[Records from a point labeling set]
·····
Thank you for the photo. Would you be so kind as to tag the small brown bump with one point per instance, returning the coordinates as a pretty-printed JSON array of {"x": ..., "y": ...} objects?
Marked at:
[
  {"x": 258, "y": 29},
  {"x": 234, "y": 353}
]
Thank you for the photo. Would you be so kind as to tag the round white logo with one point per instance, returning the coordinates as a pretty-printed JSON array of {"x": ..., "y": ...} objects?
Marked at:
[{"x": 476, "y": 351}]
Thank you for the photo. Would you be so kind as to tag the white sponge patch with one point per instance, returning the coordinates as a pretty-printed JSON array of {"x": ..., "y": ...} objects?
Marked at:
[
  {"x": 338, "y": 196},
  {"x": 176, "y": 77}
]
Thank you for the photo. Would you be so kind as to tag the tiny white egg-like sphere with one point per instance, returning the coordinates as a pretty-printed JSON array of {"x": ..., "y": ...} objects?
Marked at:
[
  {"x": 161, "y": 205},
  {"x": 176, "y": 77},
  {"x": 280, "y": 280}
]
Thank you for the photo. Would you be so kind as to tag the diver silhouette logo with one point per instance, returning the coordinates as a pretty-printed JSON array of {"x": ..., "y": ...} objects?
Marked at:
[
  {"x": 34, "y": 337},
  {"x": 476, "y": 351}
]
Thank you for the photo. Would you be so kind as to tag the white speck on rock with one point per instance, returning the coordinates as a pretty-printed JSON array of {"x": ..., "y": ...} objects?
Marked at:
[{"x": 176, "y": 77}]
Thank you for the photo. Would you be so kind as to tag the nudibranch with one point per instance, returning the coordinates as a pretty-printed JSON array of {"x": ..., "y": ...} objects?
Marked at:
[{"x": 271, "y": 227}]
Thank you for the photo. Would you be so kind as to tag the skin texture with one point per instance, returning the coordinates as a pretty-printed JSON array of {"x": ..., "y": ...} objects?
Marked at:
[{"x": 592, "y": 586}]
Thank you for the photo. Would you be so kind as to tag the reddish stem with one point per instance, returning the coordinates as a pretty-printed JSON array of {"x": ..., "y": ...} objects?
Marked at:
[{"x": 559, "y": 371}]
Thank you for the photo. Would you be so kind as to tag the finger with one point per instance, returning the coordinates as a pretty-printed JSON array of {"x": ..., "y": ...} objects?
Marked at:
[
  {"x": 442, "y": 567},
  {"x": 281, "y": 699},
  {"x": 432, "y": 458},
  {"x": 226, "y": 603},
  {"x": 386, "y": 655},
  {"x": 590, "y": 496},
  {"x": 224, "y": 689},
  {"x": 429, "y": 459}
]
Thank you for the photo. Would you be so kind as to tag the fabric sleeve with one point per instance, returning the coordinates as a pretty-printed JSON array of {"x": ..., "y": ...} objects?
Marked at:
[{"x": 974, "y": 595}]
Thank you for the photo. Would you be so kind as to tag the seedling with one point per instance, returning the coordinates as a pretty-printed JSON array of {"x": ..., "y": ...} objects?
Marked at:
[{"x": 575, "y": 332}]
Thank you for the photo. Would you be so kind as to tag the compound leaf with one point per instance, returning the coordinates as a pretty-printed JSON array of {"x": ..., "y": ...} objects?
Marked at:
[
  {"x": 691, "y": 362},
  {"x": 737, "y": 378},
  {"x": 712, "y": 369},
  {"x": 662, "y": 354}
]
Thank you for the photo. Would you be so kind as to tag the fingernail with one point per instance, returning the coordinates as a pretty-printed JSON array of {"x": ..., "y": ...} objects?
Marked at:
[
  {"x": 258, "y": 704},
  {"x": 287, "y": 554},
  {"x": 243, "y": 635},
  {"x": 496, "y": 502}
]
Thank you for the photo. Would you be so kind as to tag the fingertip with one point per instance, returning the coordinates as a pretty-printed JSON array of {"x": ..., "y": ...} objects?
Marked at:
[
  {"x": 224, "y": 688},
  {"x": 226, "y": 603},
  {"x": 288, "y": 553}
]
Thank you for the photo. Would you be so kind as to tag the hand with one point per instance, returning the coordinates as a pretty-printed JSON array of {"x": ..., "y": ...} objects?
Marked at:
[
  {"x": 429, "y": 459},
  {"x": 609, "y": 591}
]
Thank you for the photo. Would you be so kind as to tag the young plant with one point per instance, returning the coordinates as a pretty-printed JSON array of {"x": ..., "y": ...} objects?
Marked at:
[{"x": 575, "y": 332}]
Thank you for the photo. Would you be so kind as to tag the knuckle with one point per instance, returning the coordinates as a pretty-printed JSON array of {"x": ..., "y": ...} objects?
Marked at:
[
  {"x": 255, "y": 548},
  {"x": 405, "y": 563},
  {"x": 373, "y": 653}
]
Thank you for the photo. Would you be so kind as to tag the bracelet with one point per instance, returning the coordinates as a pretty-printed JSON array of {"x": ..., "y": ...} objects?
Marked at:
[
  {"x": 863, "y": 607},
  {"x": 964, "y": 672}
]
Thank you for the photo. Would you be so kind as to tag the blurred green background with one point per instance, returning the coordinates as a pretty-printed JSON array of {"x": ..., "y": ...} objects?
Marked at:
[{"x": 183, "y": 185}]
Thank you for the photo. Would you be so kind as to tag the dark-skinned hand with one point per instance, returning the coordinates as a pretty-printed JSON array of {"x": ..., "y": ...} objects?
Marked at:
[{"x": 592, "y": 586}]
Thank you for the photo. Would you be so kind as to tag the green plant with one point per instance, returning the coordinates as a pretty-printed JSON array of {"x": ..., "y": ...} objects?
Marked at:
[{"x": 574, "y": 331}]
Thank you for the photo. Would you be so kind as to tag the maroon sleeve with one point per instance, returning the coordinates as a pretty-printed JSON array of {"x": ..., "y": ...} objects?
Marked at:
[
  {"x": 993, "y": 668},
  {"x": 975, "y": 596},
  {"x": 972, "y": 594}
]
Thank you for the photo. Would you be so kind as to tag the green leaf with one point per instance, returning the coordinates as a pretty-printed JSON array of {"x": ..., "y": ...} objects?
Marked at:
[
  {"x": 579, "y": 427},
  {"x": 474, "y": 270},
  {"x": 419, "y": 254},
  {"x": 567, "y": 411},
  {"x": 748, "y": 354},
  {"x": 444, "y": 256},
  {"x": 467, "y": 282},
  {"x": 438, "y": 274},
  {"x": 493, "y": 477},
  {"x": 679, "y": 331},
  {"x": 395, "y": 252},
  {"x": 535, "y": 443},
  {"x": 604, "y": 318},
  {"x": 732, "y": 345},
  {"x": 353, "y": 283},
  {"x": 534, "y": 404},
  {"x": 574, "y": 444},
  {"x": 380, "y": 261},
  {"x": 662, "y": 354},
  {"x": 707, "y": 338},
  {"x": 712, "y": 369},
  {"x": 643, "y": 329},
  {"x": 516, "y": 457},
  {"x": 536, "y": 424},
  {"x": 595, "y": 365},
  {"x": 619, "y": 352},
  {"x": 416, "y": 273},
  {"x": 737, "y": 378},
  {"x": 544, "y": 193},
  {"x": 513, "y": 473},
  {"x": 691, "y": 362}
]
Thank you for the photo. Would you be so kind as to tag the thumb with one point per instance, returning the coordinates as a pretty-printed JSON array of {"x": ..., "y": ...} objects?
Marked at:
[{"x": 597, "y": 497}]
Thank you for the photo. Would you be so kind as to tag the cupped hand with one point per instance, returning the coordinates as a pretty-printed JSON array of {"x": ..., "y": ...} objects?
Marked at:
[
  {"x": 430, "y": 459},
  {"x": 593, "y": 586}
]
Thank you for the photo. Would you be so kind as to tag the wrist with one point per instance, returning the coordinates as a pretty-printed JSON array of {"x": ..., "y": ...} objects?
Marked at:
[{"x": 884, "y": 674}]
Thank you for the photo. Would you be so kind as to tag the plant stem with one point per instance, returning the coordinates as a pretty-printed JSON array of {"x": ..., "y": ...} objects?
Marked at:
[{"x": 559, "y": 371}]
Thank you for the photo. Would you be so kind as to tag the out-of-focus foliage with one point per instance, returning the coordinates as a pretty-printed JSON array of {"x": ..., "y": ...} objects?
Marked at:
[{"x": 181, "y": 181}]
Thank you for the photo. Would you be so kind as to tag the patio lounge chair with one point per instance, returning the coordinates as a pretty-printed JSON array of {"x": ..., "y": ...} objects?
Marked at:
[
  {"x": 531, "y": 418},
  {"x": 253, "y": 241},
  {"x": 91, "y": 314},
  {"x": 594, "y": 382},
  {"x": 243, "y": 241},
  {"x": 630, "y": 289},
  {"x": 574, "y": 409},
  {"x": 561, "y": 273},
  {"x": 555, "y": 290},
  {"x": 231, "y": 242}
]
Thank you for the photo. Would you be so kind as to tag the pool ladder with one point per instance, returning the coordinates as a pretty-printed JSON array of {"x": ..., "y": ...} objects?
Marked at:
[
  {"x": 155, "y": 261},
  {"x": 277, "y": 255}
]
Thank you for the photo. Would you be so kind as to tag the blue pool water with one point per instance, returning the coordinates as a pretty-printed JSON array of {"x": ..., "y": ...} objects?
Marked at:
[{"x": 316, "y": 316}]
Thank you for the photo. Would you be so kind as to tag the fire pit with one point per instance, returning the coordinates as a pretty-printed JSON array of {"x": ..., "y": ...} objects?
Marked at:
·····
* EXERCISE
Set out exactly the run of lines that begins at the line holding "tag the cupped" and ends at the last line of the data.

* RESULT OF THE TASK
Thank you for the photo. Would you be so kind as to tag the cupped hand with one point per instance, returning the coordinates as a pretty-printed JSON array of {"x": ..., "y": ...} objects?
Marked at:
[
  {"x": 430, "y": 459},
  {"x": 593, "y": 586}
]
Thank you for the photo. Would you be so kind as to tag the wrist with one point per instance, returning the coordinates as a pretty-printed JSON array of {"x": ..., "y": ...} objects?
Marked at:
[{"x": 884, "y": 674}]
Thank you for the photo. Would you be so kind as to tag the plant stem with one point per instance, returning the coordinates as a pretty-printed JSON array of {"x": ..., "y": ...} objects?
Marked at:
[{"x": 559, "y": 371}]
Thank you for the photo. Would you be so kind as to tag the out-of-focus foliage with one point per instance, returning the coordinates as a pretty-printed JSON array of {"x": ..., "y": ...} objects?
Marked at:
[{"x": 181, "y": 181}]
Thank you for the photo. Would you be so kind as to tag the patio lounge chair with one point per instance, returning the coordinates as a pretty-printed JSON array of {"x": ..., "y": ...} objects?
Marked at:
[
  {"x": 531, "y": 418},
  {"x": 253, "y": 241},
  {"x": 91, "y": 314},
  {"x": 594, "y": 382},
  {"x": 243, "y": 241},
  {"x": 630, "y": 289},
  {"x": 574, "y": 409},
  {"x": 561, "y": 273},
  {"x": 555, "y": 290},
  {"x": 231, "y": 242}
]
Thank you for the photo. Would you be so kind as to tag the pool ladder with one point per instance, returning the coordinates as a pretty-printed JSON array of {"x": ..., "y": ...} objects?
Marked at:
[
  {"x": 155, "y": 261},
  {"x": 277, "y": 255}
]
Thank you for the photo. Would you be so kind as to tag the blue pool water with one point per instance, returning the coordinates as a pretty-printed JSON array of {"x": ..., "y": ...} objects?
Marked at:
[{"x": 316, "y": 316}]
Thank you for the photo. Would you be so kind as to tag the fire pit with one point per instance, returning the coordinates as a pretty-printed JSON array of {"x": ..., "y": ...} objects?
Marked at:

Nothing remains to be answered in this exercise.